### GIVEN PROBLEM:
Reproduce the material from its start through the line containing "[483,22,508,68]", inclusive, changing each "tractor" to "loader" and keeping everything else the same.

···

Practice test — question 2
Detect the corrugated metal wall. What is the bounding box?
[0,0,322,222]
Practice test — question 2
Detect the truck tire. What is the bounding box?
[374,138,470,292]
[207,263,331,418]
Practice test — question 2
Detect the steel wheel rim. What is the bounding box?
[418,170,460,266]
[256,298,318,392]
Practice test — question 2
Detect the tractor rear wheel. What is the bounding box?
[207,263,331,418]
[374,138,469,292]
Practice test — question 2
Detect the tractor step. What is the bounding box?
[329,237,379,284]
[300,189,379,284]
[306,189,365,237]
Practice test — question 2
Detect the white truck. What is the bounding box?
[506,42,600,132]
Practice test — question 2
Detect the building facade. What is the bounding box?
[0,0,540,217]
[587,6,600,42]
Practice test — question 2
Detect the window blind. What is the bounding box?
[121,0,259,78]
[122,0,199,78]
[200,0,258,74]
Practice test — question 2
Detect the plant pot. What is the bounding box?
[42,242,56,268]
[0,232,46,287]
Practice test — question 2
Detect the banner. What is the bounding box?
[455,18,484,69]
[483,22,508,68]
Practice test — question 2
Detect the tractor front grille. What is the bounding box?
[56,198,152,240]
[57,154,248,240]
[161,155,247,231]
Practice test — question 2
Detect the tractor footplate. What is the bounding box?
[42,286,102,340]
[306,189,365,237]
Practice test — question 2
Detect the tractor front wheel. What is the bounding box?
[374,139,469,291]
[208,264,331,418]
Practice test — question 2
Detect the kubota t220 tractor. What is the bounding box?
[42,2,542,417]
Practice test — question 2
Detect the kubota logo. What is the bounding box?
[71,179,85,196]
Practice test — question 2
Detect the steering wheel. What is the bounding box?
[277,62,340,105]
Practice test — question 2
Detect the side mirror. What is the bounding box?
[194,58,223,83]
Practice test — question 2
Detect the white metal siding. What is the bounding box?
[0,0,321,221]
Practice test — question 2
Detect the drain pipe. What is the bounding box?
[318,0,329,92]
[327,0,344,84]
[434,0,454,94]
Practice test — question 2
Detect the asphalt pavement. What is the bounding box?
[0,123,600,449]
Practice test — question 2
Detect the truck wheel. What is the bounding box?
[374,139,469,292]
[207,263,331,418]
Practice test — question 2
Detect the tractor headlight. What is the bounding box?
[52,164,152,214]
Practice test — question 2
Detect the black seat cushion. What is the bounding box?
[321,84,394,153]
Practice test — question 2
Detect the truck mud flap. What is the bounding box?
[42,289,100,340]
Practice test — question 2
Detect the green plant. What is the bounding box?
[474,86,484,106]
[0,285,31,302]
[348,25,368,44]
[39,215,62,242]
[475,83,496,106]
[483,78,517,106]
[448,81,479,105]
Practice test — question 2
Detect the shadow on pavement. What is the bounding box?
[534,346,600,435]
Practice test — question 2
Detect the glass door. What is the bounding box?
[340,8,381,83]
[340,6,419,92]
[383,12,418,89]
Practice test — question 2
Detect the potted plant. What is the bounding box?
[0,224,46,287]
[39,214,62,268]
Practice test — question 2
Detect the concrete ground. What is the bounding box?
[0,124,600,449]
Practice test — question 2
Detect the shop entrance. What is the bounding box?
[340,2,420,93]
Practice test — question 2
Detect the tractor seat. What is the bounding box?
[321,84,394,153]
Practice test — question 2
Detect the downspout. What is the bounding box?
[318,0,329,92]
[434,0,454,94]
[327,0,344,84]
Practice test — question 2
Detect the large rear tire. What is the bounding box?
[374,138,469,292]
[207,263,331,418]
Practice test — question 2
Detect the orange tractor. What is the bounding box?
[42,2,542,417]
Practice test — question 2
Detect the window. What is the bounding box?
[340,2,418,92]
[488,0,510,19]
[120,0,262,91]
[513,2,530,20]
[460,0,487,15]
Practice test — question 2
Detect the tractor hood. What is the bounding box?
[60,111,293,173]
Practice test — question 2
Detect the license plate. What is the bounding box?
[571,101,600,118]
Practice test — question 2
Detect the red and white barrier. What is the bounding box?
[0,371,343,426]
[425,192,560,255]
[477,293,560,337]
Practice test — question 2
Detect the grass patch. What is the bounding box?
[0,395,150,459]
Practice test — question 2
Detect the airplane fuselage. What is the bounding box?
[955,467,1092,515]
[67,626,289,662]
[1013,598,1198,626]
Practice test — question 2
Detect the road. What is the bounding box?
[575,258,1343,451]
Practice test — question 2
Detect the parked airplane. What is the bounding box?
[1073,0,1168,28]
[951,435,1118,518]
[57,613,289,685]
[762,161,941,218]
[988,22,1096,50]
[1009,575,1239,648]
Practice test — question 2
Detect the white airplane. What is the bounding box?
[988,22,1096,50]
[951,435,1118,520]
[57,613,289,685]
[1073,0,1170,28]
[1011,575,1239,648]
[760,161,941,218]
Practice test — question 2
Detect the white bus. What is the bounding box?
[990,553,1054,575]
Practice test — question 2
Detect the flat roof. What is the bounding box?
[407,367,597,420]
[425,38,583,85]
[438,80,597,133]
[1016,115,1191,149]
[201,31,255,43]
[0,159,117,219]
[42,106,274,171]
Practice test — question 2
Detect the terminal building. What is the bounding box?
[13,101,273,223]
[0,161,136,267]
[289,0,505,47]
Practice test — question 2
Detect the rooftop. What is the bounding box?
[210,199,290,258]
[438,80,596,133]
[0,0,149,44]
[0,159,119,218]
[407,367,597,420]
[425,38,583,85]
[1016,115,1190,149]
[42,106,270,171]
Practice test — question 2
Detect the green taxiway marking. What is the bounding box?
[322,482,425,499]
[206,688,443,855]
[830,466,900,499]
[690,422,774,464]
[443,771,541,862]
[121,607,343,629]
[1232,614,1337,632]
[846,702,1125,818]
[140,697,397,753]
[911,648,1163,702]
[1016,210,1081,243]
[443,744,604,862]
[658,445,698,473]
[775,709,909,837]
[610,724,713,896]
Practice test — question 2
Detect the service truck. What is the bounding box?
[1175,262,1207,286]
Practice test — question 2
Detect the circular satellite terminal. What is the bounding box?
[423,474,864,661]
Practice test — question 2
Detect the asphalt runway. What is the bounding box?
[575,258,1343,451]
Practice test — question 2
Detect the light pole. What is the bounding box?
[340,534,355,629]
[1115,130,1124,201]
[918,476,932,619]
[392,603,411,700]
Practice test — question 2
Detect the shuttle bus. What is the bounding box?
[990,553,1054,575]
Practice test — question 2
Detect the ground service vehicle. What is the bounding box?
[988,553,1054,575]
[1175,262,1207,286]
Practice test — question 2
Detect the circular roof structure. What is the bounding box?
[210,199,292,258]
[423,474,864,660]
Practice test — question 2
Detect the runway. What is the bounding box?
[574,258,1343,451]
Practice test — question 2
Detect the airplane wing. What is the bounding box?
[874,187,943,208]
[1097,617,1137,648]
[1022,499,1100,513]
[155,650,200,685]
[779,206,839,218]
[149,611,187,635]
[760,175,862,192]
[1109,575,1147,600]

···

### EXERCISE RESPONSE:
Practice test — question 2
Detect the corrugated metal wall. What is the bounding box?
[0,0,322,222]
Practice test — question 2
Detect the truck tire. What is the bounding box?
[374,138,470,292]
[207,263,331,418]
Practice test — question 2
Detect the steel wheel rim. What is the bounding box?
[418,170,460,266]
[256,298,318,392]
Practice test — question 2
Detect the loader rear wheel. What is the bounding box?
[207,263,331,418]
[374,138,469,292]
Practice test — question 2
Detect the loader step. What is the bounding box?
[329,237,379,284]
[300,189,379,284]
[306,189,365,237]
Practice test — question 2
Detect the white truck. What is the bounding box?
[506,42,600,132]
Practice test — question 2
Detect the building facade. What is the bounding box?
[0,0,540,217]
[587,6,600,42]
Practice test — question 2
Detect the window blind. What is the bounding box?
[121,0,259,78]
[122,0,199,78]
[200,0,258,74]
Practice test — question 2
Detect the plant pot. What is the bounding box?
[42,242,56,268]
[0,232,46,287]
Practice test — question 2
Detect the banner. What is the bounding box?
[455,18,484,69]
[483,22,508,68]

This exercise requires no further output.